Per completezza d’informazione occorre segnalare che i dubbi manifestati, soprattutto nel passato, da altra parte della giurisprudenza riguardo alla tutelabilità in via d’urgenza degli effetti di sentenze costitutive traggono origine soprattutto dal rilievo che in tali fattispecie la tutela ex art.700 c.p.c. sarebbe applicabile a situazioni in cui il diritto da tutelare non è ancora venuto ad esistenza, come talora statuito dalla giurisprudenza:
«la tutela urgente deve ritenersi ammissibile solo in presenza di diritti preesistenti alla stessa pronuncia richiesta al giudice, posto che il provvedimento cautelare non deve alterare in alcun modo il momento operativo della pronuncia di merito; quindi le sentenze costitutive non sono suscettibili di tutela urgente, proprio perché si eserciterebbe una funzione strutturalmente anticipatoria che produrrebbe subito quella stessa costituzione del rapporto giuridico che dovrebbe essere presumibilmente introdotta con la sentenza costitutiva, laddove il disposto dell’art.700 c.p.c. presuppone l’attualità del diritto cautelando»
(Trib. Torino 12.7.2003, GI, 2004, 538; conf. Trib. Milano 5.11.1952, FI, 1953, I, 133; Pret. Torino 18.6.1956, GI, 1956, I, 2, 738).
- - - -
### ESERCIZIO 1
Secondo la pronuncia citata nel brano sulla tutela d'urgenza delle sentenze costitutive, in presenza di quali diritti la tutela urgente deve ritenersi ammissibile?
### ESERCIZIO 2
Prosegui il brano sulla tutela d'urgenza delle sentenze costitutive dal punto in cui si interrompe.

### DATI
- - - -
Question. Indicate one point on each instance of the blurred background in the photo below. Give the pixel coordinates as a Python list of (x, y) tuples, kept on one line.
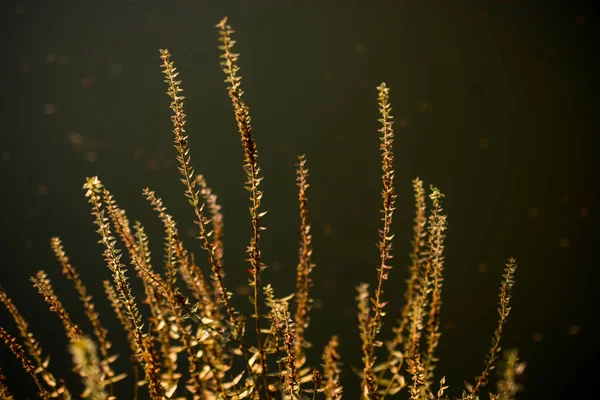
[(495, 103)]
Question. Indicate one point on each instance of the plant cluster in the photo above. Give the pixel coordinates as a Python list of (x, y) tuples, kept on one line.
[(195, 344)]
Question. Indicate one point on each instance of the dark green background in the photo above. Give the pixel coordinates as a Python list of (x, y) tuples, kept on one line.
[(495, 103)]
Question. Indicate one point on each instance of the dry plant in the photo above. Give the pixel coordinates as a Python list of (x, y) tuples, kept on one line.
[(194, 344)]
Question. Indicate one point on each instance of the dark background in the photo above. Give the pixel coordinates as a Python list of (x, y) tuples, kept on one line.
[(495, 103)]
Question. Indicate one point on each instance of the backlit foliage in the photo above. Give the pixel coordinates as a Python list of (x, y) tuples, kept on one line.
[(194, 344)]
- - - -
### RISPOSTA FINALE 1
Solo in presenza di diritti preesistenti alla stessa pronuncia richiesta al giudice.

### RISPOSTA FINALE 2
Analogamente si è dubitato della possibilità di tutelare in via d’urgenza i diritti potestativi (in arg. v. supra § 3.) – ossia quelle situazioni soggettive in cui esercizio e realizzazione del diritto coincidono, essendo il comportamento del soggetto passivo irrilevante – che di regola si coordinano alle sentenze costitutive; nonostante ciò, parte significativa della dottrina e della giurisprudenza riconoscono che anche tali situazioni giuridiche (dinamiche) possano essere concretamente minacciate dal pericolo di lesione nelle more della definizione del giudizio di merito attraverso il quale il diritto finisce per essere esercitato (così Calvosa 1967, 456; conf. Dini-Mammone 1997, 389; per la giurisprudenza v. Pret. Roma 31.5.1972, GC, 1972, I, 1337; Pret. Roma 30.11.1979, TR, 1979, 444; Trib. Ascoli Piceno 27.11.1984, GA, 1986, 44), in particolare quando dal mutamento giuridico già realizzatosi a seguito dell’esercizio del diritto derivino degli obblighi consequenziali in capo alla controparte:
«è ben vero che il tempo necessario per il giudizio non minaccia l’esercizio del diritto potestativo in quanto tale, ma molto spesso è l’utilità stessa della sentenza producente il mutamento che è posta in pericolo dal ritardo. Da questo punto di vista, ben si comprende che la necessità di servirsi del processo per la concreta attuazione dell’effetto costitutivo è la miglior giustificazione del ricorso alla tutela urgente per assicurare il grado d’effettività della stessa tutela costitutiva mediante un provvedimento che, il più delle volte, si risolve nell’autorizzazione giudiziale a esercitare facoltà aventi di per sé titolo nel costituendo diritto»
(Tommaseo 1988, 873).
5.5. Provvedimenti a tutela degli effetti di sentenze di condanna.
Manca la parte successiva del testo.